Copy out every line of the listing below word for word, without changing anything.

## Begin Dataset excerpts

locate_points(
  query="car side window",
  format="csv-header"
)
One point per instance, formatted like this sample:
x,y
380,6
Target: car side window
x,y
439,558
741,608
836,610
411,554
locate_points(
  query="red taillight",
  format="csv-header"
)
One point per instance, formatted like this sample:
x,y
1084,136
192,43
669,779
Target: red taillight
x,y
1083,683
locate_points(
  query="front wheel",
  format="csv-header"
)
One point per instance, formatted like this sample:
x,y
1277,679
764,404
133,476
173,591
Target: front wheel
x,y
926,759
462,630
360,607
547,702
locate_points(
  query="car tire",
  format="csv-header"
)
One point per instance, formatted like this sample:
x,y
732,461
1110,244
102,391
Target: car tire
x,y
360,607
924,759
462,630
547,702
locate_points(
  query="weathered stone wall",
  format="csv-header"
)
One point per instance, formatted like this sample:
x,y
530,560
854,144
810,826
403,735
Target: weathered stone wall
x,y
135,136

## End Dataset excerpts

Task output:
locate_points(
  query="car side window",
  format="csv-header"
)
One point per instance, formatted like this sample:
x,y
380,6
Target: car side window
x,y
439,558
741,608
836,610
411,554
locate_points(
  query="red taillight",
  format="csv-header"
)
One point per instance, formatted like this sample:
x,y
1084,136
192,43
669,779
Target: red taillight
x,y
1083,683
locate_points(
  query="front wheel",
  format="csv-header"
)
One point per instance, formatted like this sample:
x,y
1277,679
764,404
133,476
173,591
Target: front wheel
x,y
926,759
462,630
360,607
547,702
locate_points(
  query="car tire",
  format="csv-header"
)
One point per instance, formatted like this sample:
x,y
732,461
1110,244
102,391
Target: car tire
x,y
360,607
924,759
462,630
547,702
locate_points(
  query="weathered stone wall",
  format="csv-header"
)
One point per instance, formatted like this sample:
x,y
530,560
854,144
810,826
403,735
Target: weathered stone wall
x,y
135,136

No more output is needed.